START Task data
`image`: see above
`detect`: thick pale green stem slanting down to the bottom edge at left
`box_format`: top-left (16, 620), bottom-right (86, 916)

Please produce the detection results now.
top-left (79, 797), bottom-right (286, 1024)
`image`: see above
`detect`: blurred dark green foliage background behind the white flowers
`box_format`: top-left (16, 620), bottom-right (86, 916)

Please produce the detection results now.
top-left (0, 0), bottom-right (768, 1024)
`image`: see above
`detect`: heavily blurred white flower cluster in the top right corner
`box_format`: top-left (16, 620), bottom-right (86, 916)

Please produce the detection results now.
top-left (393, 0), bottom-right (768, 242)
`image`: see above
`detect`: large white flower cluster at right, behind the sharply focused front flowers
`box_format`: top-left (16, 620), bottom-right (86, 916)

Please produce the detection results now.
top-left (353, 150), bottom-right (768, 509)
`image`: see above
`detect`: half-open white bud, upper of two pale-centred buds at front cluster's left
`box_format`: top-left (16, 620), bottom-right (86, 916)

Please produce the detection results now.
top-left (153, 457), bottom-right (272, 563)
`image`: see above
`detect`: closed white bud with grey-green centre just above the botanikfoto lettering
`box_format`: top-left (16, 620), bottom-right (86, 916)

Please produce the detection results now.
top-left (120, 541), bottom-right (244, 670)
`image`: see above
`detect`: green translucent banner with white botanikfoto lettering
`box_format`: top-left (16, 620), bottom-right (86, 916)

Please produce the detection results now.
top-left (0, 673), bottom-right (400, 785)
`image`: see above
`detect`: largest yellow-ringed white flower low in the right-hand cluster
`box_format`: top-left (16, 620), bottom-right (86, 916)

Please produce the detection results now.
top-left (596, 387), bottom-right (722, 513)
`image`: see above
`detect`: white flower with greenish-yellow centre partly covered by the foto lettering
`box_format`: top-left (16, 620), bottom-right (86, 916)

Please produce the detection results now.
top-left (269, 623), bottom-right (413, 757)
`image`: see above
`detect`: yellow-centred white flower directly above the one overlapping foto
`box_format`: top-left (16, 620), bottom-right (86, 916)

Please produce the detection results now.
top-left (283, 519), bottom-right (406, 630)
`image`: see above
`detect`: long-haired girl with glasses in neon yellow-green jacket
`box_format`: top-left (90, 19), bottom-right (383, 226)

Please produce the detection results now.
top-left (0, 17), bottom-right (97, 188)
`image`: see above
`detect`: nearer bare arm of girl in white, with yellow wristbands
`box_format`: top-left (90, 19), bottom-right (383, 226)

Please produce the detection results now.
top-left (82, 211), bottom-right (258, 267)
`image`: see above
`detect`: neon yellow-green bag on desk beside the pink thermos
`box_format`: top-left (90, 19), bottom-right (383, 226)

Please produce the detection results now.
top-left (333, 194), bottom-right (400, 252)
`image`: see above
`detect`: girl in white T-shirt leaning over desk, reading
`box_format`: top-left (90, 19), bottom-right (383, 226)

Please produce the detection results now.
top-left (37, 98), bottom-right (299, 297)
END Task data
START Task data
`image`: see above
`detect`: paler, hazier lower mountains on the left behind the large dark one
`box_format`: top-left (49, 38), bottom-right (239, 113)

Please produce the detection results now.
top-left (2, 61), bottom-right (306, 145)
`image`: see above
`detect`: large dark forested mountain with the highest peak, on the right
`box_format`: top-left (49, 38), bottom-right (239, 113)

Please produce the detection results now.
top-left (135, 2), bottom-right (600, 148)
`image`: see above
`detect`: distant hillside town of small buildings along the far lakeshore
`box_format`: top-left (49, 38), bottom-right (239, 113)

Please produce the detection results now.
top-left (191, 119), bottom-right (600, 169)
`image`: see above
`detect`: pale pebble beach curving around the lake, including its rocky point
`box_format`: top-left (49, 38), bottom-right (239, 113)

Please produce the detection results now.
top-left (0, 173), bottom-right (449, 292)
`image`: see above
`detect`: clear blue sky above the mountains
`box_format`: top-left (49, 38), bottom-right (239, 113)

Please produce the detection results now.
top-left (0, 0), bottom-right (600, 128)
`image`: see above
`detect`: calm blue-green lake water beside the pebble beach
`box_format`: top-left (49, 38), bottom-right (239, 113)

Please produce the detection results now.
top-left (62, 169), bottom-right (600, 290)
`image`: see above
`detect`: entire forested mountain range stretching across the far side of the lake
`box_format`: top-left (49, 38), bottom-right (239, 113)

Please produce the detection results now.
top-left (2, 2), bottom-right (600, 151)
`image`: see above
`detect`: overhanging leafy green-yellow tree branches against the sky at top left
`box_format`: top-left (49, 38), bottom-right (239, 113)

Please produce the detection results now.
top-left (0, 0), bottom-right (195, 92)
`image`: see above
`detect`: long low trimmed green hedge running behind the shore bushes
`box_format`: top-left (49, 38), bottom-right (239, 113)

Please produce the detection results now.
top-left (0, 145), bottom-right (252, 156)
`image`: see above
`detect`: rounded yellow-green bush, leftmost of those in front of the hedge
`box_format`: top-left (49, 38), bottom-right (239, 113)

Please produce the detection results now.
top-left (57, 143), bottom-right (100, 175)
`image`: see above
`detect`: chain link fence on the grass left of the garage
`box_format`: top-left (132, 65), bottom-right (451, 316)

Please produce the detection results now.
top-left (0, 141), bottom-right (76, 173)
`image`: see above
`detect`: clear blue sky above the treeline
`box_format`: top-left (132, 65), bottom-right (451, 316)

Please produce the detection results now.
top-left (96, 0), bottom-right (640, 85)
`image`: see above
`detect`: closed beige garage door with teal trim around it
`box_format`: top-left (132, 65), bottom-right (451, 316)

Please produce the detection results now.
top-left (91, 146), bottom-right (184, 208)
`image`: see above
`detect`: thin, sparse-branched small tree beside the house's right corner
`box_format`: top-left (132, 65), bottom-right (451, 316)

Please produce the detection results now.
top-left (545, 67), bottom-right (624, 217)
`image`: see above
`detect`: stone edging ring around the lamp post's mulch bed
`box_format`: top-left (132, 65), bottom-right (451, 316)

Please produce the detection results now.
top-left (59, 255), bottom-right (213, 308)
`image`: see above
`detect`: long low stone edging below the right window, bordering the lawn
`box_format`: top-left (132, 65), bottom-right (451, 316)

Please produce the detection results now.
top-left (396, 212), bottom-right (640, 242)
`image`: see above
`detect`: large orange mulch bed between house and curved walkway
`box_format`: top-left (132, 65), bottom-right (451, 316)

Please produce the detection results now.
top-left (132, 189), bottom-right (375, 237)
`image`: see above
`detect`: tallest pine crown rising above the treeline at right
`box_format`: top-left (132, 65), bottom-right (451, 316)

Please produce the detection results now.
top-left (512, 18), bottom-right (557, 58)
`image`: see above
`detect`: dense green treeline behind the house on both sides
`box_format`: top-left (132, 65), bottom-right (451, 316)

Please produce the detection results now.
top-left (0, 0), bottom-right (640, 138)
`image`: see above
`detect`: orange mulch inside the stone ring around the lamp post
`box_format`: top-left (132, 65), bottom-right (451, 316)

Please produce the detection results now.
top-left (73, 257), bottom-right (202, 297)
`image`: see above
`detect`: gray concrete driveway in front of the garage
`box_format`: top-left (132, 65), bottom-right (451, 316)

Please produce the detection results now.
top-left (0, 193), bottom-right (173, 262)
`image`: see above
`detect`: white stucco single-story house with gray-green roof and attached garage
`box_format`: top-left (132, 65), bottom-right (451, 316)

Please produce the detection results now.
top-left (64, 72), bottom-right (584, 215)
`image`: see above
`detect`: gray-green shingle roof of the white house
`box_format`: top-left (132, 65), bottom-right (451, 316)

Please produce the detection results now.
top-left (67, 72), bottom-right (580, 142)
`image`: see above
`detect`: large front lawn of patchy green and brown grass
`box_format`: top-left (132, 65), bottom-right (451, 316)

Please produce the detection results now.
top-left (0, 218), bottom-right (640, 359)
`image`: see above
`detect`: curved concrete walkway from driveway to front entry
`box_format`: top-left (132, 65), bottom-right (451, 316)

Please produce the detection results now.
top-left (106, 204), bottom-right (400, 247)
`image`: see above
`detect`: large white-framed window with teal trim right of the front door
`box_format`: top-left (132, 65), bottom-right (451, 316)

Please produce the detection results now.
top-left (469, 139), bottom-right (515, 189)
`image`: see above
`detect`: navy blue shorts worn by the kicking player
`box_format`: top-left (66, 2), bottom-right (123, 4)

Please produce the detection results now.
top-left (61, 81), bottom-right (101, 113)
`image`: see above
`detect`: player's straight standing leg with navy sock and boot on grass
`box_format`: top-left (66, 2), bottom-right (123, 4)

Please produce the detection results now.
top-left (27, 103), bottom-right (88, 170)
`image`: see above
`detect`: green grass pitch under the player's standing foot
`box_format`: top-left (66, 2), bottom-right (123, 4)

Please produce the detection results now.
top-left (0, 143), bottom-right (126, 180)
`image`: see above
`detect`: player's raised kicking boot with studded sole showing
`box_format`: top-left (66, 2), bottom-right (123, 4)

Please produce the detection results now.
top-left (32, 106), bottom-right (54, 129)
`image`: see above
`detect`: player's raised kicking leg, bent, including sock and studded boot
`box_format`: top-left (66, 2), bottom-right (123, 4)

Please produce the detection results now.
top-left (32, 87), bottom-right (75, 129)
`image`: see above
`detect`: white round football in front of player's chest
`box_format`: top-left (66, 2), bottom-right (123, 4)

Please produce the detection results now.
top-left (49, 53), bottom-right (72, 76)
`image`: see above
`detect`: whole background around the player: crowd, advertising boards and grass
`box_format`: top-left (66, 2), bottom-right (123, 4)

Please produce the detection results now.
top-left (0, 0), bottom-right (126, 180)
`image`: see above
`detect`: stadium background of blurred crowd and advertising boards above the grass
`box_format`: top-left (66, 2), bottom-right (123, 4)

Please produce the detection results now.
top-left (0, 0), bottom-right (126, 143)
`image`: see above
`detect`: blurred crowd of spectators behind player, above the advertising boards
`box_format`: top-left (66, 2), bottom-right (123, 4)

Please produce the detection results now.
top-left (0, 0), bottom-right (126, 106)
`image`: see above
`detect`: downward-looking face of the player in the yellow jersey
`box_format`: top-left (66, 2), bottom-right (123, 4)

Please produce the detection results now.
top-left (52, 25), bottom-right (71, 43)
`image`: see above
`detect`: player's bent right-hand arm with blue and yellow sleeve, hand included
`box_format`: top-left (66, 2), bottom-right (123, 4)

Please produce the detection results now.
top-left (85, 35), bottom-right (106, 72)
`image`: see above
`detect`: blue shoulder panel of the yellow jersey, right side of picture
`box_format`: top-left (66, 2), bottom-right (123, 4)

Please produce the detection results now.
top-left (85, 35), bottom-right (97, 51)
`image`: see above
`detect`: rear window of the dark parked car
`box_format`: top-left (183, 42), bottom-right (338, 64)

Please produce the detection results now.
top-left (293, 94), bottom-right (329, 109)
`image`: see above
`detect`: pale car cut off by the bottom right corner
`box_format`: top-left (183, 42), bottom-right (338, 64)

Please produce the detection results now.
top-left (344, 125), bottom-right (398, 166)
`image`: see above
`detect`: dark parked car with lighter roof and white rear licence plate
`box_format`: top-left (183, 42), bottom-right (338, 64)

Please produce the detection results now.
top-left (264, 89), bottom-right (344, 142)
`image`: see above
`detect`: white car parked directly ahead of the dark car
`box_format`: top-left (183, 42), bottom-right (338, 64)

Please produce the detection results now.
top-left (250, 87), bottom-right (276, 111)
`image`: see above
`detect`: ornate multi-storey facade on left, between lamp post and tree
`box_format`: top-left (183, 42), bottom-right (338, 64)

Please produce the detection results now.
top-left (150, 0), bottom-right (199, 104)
END Task data
● **Task prompt**: Begin with the line that has "on both sides" in the listing above and end after the line that has "the front door"; output those lines exactly.

● **Reply to the exercise**:
`detect`: dense green treeline behind the house on both sides
`box_format`: top-left (132, 65), bottom-right (451, 316)

Please produce the detection results now.
top-left (0, 0), bottom-right (640, 138)
`image`: see above
`detect`: orange mulch inside the stone ring around the lamp post
`box_format`: top-left (132, 65), bottom-right (451, 316)

Please produce the detection results now.
top-left (73, 257), bottom-right (202, 297)
`image`: see above
`detect`: gray concrete driveway in front of the garage
`box_format`: top-left (132, 65), bottom-right (451, 316)

Please produce the detection results now.
top-left (0, 193), bottom-right (173, 262)
`image`: see above
`detect`: white stucco single-story house with gray-green roof and attached garage
`box_format`: top-left (132, 65), bottom-right (451, 316)

Please produce the detection results now.
top-left (64, 72), bottom-right (584, 215)
`image`: see above
`detect`: gray-green shingle roof of the white house
`box_format`: top-left (132, 65), bottom-right (451, 316)

Please produce the detection results now.
top-left (67, 72), bottom-right (580, 142)
`image`: see above
`detect`: large front lawn of patchy green and brown grass
`box_format`: top-left (132, 65), bottom-right (451, 316)

Please produce the detection results now.
top-left (0, 218), bottom-right (640, 359)
`image`: see above
`detect`: curved concrete walkway from driveway to front entry
`box_format`: top-left (132, 65), bottom-right (451, 316)

Please produce the detection results now.
top-left (106, 204), bottom-right (400, 247)
`image`: see above
`detect`: large white-framed window with teal trim right of the front door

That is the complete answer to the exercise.